**EXERCISE DIRECTIONS**
Show every line below that contains the word "tight".

---

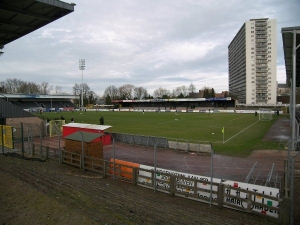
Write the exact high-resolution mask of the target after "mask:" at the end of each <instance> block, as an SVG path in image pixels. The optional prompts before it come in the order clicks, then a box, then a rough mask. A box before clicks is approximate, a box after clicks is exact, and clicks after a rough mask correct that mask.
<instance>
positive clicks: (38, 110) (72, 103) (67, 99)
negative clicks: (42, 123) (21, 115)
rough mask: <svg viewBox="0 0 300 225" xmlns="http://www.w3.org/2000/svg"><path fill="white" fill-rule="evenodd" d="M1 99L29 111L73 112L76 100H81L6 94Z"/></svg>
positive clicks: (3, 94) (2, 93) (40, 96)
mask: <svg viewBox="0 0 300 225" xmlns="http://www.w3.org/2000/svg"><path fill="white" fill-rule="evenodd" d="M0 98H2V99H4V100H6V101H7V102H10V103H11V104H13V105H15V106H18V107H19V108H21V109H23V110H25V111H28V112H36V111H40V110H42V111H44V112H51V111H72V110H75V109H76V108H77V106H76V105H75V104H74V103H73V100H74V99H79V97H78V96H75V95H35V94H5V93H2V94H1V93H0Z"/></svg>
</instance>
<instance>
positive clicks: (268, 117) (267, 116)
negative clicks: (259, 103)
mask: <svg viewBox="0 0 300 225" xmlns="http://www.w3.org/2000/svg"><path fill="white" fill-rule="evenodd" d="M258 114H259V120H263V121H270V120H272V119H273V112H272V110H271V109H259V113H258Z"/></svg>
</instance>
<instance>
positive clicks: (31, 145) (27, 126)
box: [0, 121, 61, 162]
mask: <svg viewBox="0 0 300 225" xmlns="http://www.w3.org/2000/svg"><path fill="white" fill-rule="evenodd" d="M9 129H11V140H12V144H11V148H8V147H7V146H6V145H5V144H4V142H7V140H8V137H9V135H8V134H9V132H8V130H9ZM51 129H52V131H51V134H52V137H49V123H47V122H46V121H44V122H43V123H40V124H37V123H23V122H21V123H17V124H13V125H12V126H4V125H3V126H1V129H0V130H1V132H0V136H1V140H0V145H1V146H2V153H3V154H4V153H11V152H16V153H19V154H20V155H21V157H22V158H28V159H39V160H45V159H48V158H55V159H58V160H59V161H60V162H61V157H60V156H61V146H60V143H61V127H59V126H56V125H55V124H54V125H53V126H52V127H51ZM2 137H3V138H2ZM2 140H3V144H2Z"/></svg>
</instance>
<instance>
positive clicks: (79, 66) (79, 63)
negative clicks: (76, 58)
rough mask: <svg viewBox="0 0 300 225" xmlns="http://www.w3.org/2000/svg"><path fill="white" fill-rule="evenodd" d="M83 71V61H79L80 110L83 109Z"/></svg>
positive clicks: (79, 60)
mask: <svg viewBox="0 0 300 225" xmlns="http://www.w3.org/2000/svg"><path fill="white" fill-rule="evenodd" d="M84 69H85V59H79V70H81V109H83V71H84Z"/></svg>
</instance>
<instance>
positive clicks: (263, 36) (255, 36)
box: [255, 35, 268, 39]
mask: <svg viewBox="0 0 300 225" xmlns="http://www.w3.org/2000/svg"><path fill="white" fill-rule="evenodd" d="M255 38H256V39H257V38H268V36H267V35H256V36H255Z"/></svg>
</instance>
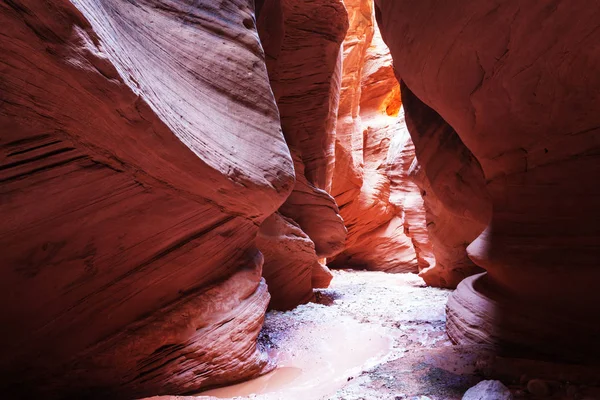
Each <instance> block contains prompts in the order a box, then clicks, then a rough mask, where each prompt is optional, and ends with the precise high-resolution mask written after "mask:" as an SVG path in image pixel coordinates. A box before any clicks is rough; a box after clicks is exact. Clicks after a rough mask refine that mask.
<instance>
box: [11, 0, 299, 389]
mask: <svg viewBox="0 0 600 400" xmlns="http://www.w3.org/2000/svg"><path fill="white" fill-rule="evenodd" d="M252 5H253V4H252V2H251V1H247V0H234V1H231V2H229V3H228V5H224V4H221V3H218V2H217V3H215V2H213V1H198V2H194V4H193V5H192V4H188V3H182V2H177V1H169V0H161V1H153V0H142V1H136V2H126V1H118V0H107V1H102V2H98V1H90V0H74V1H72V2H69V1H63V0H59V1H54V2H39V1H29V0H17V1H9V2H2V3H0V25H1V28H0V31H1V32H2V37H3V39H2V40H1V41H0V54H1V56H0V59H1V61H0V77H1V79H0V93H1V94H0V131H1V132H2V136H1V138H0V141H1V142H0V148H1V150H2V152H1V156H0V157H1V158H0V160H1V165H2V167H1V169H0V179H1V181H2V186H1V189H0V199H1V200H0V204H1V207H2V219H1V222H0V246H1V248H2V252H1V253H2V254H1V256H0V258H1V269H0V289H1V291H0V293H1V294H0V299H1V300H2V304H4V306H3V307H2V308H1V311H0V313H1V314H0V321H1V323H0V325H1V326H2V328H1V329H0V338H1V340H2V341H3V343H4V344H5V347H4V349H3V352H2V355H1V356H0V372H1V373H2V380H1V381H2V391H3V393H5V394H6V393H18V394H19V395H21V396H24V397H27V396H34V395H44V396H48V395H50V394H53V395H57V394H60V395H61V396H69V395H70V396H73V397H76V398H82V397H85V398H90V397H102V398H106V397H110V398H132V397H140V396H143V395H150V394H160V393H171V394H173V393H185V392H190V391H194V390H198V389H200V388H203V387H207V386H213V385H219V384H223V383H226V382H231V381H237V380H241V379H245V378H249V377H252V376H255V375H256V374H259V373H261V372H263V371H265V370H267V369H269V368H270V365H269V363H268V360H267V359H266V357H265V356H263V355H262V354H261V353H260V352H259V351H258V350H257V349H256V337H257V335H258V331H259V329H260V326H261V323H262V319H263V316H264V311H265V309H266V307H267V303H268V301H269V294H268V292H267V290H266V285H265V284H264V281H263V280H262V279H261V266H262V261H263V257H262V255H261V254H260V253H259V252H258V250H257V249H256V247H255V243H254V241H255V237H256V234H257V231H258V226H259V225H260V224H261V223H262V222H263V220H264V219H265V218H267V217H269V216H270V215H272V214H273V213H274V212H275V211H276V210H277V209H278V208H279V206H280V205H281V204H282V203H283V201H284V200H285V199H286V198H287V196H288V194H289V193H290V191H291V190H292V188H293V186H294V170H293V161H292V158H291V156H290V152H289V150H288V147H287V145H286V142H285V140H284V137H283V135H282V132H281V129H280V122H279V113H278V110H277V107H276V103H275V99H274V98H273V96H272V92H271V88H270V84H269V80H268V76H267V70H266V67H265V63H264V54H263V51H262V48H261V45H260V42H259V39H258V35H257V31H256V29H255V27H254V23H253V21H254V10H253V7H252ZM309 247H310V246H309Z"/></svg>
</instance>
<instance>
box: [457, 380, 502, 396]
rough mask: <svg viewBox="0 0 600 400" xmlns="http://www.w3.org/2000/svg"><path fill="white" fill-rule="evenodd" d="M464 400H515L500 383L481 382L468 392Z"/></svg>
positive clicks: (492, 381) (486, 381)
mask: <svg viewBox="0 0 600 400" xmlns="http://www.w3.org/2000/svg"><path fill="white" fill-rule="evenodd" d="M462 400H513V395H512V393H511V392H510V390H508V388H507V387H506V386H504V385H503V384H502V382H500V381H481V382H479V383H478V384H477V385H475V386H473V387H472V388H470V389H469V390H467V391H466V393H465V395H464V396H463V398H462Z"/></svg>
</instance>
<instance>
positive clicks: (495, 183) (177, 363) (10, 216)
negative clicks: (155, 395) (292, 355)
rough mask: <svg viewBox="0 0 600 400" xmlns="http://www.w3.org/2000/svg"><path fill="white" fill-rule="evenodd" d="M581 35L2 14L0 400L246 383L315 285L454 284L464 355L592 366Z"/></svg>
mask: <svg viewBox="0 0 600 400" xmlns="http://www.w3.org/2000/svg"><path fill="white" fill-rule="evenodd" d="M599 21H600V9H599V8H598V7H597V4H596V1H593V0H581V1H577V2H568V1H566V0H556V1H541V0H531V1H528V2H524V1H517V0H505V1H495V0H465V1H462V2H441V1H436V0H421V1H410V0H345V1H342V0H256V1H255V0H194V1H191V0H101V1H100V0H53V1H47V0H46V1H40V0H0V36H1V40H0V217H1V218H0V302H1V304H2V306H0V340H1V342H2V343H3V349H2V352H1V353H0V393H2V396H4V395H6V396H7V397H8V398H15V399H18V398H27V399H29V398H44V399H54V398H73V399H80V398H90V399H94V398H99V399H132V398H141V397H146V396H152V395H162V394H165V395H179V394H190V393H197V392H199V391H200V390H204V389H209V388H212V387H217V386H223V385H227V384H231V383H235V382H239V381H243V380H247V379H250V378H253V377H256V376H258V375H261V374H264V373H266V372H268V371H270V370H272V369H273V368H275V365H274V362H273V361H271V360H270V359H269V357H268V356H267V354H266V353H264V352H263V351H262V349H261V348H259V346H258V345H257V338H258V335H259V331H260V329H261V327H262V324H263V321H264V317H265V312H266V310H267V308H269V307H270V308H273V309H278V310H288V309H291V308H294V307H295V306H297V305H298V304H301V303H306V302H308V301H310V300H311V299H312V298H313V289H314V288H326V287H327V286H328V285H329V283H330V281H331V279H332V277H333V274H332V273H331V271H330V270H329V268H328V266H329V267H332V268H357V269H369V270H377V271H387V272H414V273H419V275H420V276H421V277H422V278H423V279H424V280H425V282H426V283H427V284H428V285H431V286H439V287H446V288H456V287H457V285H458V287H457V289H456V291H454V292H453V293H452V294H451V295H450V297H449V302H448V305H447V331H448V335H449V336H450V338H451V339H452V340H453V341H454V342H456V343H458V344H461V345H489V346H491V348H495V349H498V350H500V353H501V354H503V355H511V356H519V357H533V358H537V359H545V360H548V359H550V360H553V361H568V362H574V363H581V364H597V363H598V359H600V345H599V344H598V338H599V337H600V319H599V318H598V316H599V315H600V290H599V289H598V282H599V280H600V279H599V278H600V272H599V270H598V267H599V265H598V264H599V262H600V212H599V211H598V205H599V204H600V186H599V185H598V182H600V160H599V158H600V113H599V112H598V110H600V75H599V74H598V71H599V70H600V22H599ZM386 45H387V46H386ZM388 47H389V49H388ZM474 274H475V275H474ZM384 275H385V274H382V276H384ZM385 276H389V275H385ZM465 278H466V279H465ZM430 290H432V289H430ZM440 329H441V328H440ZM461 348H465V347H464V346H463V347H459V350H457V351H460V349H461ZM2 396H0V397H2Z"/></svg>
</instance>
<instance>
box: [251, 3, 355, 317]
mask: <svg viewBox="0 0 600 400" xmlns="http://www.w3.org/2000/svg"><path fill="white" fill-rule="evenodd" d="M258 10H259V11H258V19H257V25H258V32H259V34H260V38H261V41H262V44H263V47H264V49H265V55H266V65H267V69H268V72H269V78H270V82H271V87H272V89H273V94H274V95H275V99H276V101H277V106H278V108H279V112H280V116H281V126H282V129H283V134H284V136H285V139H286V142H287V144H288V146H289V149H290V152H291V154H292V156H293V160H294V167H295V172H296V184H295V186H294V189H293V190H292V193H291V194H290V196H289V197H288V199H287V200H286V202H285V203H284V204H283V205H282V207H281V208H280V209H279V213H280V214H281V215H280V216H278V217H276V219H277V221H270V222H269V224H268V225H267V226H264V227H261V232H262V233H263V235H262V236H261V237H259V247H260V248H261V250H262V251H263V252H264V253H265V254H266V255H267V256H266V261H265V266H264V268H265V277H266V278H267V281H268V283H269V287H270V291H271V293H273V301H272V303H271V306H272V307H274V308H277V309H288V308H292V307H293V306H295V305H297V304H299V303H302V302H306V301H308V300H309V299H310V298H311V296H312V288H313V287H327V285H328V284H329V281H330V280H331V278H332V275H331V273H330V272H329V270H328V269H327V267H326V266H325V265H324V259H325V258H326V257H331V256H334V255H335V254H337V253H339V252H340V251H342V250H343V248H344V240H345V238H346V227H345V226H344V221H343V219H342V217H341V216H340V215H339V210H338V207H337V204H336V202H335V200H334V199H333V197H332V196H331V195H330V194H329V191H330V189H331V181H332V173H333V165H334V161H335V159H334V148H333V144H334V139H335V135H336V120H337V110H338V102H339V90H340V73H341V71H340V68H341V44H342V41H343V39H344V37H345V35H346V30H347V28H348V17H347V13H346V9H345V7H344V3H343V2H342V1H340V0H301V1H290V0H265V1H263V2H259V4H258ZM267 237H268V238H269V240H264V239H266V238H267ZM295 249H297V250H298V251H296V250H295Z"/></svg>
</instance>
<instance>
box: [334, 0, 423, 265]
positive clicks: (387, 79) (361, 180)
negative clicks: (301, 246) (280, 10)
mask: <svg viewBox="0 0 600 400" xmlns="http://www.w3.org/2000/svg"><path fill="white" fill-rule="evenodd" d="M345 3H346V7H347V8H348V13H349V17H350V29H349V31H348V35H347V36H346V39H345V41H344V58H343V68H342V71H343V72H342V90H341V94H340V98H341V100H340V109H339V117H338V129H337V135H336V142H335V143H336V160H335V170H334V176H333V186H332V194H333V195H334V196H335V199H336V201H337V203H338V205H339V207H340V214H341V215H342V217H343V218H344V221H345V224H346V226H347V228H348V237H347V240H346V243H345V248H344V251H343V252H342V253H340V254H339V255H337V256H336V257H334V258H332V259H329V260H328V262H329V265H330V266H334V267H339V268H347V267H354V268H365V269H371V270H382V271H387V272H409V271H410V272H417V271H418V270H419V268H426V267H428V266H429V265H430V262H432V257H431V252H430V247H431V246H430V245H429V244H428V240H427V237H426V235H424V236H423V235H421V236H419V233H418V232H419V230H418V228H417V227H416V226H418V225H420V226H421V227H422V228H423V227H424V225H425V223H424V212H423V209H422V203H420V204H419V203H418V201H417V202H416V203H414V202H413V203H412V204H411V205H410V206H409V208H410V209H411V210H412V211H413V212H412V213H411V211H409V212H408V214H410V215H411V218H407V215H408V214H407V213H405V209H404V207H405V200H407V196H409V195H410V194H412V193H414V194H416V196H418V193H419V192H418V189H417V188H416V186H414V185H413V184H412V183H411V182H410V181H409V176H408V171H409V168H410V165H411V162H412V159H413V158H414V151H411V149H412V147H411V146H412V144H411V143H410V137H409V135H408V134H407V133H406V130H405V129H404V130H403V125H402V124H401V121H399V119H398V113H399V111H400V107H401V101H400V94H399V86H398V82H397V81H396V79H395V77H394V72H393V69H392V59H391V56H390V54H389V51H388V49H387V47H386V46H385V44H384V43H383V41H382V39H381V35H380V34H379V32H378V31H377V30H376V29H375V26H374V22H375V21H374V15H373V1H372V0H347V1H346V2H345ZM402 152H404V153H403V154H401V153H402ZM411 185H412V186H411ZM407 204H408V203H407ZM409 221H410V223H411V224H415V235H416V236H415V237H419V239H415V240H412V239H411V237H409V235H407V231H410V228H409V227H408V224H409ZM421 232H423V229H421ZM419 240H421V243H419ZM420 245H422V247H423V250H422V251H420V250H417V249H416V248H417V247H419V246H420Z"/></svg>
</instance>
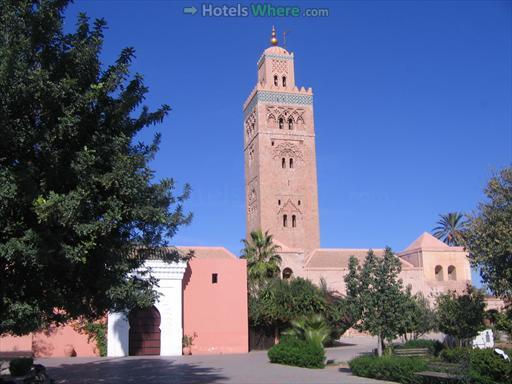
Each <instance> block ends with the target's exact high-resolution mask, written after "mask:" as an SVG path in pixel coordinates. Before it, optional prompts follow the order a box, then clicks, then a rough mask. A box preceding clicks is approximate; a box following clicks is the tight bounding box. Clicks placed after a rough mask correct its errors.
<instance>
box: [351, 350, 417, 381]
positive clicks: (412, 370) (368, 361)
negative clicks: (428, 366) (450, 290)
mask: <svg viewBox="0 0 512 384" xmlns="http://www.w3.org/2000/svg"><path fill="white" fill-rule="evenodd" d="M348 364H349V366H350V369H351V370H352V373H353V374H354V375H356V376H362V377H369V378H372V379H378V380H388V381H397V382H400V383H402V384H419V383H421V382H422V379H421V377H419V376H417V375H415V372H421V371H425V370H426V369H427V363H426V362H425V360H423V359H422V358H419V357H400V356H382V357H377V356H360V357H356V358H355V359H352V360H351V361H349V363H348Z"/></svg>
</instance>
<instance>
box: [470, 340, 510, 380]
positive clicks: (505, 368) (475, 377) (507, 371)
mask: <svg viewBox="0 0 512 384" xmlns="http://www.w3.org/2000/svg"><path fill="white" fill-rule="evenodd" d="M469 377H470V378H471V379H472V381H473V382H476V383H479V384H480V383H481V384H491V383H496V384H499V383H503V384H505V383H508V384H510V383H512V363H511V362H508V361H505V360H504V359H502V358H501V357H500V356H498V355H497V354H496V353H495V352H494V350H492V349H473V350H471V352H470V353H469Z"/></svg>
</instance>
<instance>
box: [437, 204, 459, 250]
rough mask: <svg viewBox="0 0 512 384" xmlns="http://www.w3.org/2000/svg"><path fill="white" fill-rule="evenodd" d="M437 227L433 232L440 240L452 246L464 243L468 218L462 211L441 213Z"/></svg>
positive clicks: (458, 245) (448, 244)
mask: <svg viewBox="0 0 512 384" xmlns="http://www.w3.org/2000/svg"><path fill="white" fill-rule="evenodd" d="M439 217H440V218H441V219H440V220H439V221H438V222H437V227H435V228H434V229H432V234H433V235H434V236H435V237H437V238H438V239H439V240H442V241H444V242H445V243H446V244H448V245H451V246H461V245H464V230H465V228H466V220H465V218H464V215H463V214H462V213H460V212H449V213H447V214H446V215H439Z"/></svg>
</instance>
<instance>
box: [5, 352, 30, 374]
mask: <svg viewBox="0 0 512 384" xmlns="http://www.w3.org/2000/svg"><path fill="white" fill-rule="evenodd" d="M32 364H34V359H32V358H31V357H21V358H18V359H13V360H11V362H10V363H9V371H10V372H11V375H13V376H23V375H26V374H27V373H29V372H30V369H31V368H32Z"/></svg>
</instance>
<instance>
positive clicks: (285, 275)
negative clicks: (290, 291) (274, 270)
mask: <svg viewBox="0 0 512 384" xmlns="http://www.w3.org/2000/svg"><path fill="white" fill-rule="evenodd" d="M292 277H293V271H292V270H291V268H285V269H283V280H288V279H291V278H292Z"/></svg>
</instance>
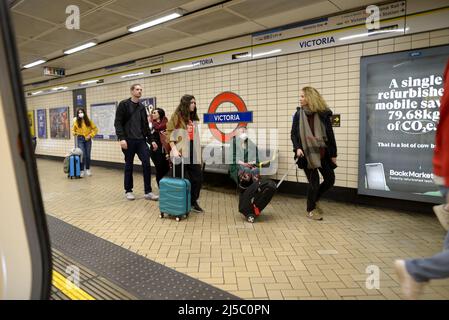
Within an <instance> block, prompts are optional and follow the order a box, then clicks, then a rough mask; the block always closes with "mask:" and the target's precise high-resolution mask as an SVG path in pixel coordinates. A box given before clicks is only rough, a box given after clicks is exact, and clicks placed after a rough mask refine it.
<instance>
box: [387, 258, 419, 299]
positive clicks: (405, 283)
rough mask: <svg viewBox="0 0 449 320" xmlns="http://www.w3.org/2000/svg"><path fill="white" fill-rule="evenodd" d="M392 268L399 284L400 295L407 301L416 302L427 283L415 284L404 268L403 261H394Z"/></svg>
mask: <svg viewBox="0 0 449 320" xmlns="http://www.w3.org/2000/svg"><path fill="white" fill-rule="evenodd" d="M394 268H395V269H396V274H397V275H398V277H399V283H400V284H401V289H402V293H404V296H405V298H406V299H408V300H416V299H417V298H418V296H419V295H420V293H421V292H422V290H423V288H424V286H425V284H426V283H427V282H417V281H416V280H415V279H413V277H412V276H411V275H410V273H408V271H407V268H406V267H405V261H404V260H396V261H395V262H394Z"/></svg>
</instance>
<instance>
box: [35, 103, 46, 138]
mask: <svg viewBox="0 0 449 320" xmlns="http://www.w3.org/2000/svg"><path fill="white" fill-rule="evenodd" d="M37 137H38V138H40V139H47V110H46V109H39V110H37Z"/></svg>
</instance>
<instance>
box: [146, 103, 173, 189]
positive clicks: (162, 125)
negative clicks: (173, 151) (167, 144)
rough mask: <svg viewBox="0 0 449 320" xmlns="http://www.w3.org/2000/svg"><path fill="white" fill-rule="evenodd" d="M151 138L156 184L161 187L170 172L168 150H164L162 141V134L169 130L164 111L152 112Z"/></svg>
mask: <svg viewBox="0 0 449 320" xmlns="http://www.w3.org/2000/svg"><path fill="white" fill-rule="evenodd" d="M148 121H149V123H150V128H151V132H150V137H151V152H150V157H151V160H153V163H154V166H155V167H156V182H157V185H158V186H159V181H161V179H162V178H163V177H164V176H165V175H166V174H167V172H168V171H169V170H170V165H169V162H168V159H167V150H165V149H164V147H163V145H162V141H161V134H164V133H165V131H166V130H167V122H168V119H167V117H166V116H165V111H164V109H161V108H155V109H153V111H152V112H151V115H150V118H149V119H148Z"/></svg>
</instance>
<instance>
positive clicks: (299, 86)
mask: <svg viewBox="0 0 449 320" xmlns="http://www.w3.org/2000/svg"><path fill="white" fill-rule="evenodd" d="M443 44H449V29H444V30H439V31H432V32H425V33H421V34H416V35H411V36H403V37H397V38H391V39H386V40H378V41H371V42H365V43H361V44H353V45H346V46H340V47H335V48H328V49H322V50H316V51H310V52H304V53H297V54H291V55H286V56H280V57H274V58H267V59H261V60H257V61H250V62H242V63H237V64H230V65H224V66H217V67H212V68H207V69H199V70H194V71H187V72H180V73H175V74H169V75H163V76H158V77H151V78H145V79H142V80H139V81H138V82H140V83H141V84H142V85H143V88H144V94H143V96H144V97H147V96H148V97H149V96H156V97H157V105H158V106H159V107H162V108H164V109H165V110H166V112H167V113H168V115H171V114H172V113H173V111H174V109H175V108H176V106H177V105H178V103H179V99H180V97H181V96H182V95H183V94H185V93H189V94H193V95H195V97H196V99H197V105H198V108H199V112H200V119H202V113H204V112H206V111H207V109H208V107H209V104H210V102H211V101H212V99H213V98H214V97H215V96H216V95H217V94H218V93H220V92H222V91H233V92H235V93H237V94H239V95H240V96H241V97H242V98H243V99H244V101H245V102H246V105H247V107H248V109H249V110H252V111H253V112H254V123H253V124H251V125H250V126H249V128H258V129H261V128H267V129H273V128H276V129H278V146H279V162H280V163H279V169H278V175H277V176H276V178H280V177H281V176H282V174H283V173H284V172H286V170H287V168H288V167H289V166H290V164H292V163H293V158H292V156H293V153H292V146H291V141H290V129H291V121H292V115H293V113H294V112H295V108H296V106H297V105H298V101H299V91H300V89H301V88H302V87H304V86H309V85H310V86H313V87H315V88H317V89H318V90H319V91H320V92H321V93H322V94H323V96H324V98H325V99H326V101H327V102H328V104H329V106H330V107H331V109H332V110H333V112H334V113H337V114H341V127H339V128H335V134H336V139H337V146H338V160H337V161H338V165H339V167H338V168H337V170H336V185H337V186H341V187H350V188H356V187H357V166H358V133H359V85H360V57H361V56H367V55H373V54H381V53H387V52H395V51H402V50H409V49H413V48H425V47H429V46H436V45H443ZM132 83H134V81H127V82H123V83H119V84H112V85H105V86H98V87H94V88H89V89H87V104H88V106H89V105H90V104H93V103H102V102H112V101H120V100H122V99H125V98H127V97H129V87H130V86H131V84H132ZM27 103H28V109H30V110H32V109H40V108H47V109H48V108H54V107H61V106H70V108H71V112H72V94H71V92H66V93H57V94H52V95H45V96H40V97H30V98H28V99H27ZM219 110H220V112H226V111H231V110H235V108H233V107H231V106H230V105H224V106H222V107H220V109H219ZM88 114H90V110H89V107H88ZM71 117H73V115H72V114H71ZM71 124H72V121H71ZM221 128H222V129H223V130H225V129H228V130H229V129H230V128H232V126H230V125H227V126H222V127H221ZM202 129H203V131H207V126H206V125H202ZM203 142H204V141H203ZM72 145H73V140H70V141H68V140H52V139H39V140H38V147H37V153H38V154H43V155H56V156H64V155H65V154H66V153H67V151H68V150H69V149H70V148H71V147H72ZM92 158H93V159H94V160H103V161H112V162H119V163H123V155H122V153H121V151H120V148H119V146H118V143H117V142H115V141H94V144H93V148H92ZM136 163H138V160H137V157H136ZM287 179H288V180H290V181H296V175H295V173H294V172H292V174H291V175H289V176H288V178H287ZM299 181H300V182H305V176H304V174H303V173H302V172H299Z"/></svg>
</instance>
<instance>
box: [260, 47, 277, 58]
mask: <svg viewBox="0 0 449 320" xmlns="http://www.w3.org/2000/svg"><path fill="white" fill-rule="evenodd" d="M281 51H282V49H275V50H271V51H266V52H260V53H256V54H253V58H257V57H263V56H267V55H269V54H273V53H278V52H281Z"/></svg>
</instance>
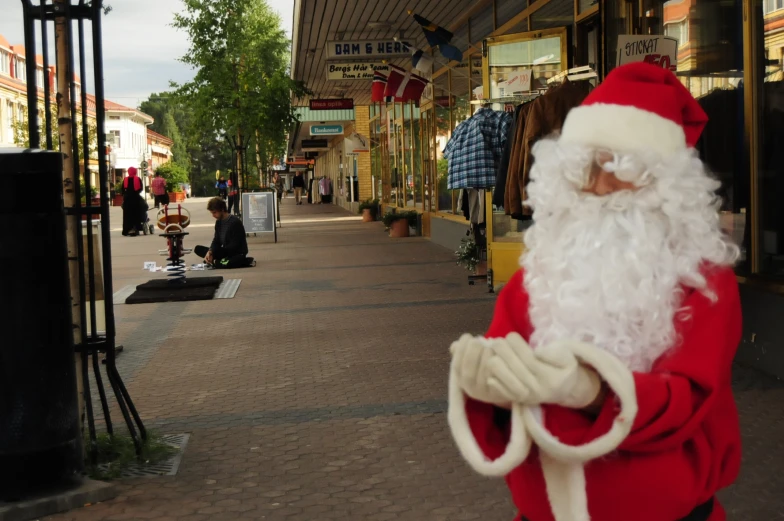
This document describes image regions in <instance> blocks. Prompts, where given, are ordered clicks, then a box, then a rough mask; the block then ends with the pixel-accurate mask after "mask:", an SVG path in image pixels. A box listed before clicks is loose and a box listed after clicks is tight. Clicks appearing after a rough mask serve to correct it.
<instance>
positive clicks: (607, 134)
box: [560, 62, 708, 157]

---

**YOUR RESPONSE**
Each <instance> block ends with the target's exact high-resolution mask, written after "mask:" as an SVG path in pixel coordinates. Before it, optional prompts follow the order a box, then clicks, then a rough mask. A box preceding clicks is approximate; a box following clicks is the tight bounding box. Clicks placed after a rough mask correct its errors.
This document describes image regions in <instance> blocks. Prompts, where given, are ordered clicks, then a box, then a rough mask; the block then ends with the pixel-accurate mask after "mask:", an SVG path in image pixels. A box listed before clicks is loose and a box listed after clicks is tight. Clicks appearing after a rough mask serve to correct it.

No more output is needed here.